__INSTRUCTION__
Render the lines below as a JSON list of strings, one string per line, with blank lines and the pictures left out.

__INPUT RECORDS__

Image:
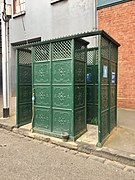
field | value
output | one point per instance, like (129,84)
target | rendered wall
(50,21)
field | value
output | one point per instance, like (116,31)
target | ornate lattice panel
(42,52)
(61,50)
(61,72)
(24,57)
(41,73)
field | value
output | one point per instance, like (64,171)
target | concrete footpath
(120,146)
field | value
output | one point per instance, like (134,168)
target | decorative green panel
(42,95)
(24,113)
(41,72)
(112,118)
(62,121)
(62,96)
(80,121)
(42,118)
(79,72)
(61,72)
(61,50)
(25,93)
(90,94)
(25,73)
(104,125)
(79,96)
(42,53)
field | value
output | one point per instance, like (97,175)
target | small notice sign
(113,77)
(105,71)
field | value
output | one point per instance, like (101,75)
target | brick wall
(119,22)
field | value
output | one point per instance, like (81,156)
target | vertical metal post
(99,92)
(5,75)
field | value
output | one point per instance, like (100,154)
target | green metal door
(107,89)
(92,86)
(24,87)
(42,87)
(59,87)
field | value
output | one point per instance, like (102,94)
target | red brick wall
(119,22)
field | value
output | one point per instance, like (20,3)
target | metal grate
(90,57)
(96,54)
(25,57)
(42,52)
(61,50)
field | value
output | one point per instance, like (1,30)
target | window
(19,6)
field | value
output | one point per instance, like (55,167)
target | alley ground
(25,158)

__RESULT OF THIS TASK__
[
  "Image:",
  "field | value",
  "output | one point per instance, like (129,84)",
  "target | rendered wall",
  "(50,21)",
  "field | value",
  "output | one point per instance, like (116,31)",
  "target | ornate lattice panel",
  "(42,52)",
  "(61,50)",
  "(61,72)",
  "(24,57)",
  "(41,73)",
  "field | value",
  "output | one point per instance, like (64,171)",
  "target | concrete footpath",
  "(120,146)",
  "field | value",
  "output | one point per instance, like (134,168)",
  "target | decorative green panel",
  "(42,95)",
  "(24,113)",
  "(41,72)",
  "(112,118)",
  "(62,121)",
  "(62,96)",
  "(80,121)",
  "(42,118)",
  "(79,72)",
  "(61,72)",
  "(61,50)",
  "(25,93)",
  "(90,94)",
  "(25,73)",
  "(104,125)",
  "(79,96)",
  "(42,53)",
  "field | value",
  "output | one point per instance, like (97,175)",
  "target | small notice sign",
  "(113,77)",
  "(105,71)",
  "field | value",
  "output | one point per instance, like (101,75)",
  "target | brick wall",
  "(119,22)",
  "field | value",
  "output | one point per instance, like (81,156)",
  "target | vertical metal post",
  "(99,92)",
  "(5,75)",
  "field | value",
  "output | one point per instance, like (100,154)",
  "target | green metal door",
  "(107,89)",
  "(92,86)",
  "(24,87)",
  "(42,87)",
  "(59,87)",
  "field | value",
  "output | one point per instance, like (102,94)",
  "target | red brick wall",
  "(119,22)",
  "field | value",
  "output | one point per instance, like (20,3)",
  "target | metal grate",
  "(90,57)",
  "(96,54)",
  "(25,57)",
  "(42,52)",
  "(61,50)",
  "field | value",
  "output | one point per instance, like (1,30)",
  "target | window",
  "(19,6)",
  "field | value",
  "output | one point per instance, like (55,167)",
  "target | alley ground",
  "(25,158)"
]